#### Exercise aim
Starting at the line that contains "Place one point on each instance of the arched", quote each line exactly through the last line of the entries, both included.

#### Data for this exercise
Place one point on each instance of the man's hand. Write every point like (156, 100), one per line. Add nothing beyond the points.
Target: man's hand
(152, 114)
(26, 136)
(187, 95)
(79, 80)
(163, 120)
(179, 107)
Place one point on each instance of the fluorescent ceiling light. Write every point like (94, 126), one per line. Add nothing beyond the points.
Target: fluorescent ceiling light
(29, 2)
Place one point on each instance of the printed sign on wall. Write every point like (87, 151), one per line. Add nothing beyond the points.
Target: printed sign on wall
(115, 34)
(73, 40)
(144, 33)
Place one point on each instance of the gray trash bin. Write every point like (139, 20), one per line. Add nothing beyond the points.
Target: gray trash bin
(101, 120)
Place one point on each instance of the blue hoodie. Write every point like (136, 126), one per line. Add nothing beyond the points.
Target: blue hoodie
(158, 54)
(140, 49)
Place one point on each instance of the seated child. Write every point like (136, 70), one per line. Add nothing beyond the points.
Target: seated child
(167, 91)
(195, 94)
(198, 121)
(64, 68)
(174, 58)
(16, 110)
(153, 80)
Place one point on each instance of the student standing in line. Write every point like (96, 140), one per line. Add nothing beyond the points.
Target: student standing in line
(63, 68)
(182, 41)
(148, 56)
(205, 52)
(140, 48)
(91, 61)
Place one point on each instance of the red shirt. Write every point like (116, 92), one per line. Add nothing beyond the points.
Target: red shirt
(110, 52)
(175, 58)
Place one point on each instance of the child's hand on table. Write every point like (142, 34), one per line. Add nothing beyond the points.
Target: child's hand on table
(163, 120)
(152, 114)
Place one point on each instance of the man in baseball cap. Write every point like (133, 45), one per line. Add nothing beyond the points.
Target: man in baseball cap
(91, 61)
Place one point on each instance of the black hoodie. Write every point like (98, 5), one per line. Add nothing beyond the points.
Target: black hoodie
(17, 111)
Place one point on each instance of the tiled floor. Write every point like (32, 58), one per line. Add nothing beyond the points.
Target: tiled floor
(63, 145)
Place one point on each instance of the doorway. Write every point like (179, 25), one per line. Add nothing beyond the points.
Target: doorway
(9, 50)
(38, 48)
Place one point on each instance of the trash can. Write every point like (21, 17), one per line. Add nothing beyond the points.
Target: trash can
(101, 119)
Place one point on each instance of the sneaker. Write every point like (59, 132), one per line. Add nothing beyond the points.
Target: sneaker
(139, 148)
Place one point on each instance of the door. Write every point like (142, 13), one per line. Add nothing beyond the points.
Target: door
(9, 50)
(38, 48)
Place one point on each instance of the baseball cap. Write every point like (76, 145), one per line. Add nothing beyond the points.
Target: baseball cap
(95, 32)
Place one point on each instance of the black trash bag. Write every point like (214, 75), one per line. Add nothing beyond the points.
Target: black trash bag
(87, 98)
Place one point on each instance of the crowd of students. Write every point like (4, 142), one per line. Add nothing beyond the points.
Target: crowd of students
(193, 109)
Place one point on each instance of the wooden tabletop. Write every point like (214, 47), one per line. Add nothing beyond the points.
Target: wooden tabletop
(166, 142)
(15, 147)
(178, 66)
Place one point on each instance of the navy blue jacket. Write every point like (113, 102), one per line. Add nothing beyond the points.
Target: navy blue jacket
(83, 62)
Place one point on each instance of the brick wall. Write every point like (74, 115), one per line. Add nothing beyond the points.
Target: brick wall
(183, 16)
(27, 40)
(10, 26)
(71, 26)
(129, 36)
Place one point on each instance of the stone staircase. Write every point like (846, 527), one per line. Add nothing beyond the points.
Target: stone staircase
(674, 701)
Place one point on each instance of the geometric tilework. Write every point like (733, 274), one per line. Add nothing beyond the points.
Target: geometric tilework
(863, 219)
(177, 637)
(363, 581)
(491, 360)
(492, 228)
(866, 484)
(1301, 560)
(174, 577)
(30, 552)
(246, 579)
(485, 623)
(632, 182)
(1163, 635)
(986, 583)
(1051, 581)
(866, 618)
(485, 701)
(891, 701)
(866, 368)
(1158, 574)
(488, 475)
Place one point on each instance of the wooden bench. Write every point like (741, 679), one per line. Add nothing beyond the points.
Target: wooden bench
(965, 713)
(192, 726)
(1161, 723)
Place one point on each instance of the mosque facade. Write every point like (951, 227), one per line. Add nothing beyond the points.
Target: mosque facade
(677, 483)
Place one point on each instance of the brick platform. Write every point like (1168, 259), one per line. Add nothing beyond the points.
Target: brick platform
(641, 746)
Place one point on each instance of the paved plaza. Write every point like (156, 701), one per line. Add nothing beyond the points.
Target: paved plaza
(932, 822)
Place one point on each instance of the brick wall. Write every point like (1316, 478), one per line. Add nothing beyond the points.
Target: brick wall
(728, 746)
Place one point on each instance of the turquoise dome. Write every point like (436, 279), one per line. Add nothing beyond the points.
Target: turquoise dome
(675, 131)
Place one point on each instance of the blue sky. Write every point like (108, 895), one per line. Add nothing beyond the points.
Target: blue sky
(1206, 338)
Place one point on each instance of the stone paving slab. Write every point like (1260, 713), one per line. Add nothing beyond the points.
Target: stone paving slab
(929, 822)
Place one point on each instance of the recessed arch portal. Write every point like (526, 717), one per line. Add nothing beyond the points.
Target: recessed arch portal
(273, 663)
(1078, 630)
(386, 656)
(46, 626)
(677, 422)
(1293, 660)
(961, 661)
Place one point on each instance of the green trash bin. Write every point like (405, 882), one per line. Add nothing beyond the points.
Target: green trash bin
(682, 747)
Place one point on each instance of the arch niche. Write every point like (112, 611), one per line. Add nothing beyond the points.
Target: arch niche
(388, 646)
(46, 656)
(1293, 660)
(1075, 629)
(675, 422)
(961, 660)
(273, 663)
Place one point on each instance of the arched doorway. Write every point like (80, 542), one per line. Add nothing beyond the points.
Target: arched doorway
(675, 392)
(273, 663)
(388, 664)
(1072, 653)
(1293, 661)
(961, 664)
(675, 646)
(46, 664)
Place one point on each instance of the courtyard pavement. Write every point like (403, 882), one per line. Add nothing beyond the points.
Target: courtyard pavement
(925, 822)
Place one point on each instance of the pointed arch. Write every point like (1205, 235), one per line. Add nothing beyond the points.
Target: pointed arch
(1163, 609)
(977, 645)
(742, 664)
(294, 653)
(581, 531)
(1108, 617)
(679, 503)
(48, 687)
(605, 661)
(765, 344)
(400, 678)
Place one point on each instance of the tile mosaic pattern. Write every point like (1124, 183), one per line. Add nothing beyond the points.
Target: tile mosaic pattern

#### The reply
Place one point on each instance of the arched doorway. Write every point like (80, 542), one per line. Add nothing beyond the points.
Target: arched doorway
(675, 392)
(273, 663)
(388, 664)
(1072, 653)
(1293, 661)
(961, 664)
(675, 646)
(46, 664)
Place one point on each instance of the courtyard pavement. Write every point like (403, 882), one per line. Add nothing beyond the points.
Target: courtyard pavement
(925, 822)
Place one point on each instance of the pointed arch. Write every point like (1205, 235), one per line. Add nothing beyond the points.
Target: pointed arch
(1163, 609)
(977, 645)
(742, 664)
(294, 653)
(581, 531)
(1108, 617)
(679, 503)
(48, 687)
(605, 661)
(765, 344)
(400, 678)
Place one point on each instance of the tile mosaic pattern. Write every point like (1124, 183), one per line. Add nothing beyond the points.
Target: tile mosaic pattern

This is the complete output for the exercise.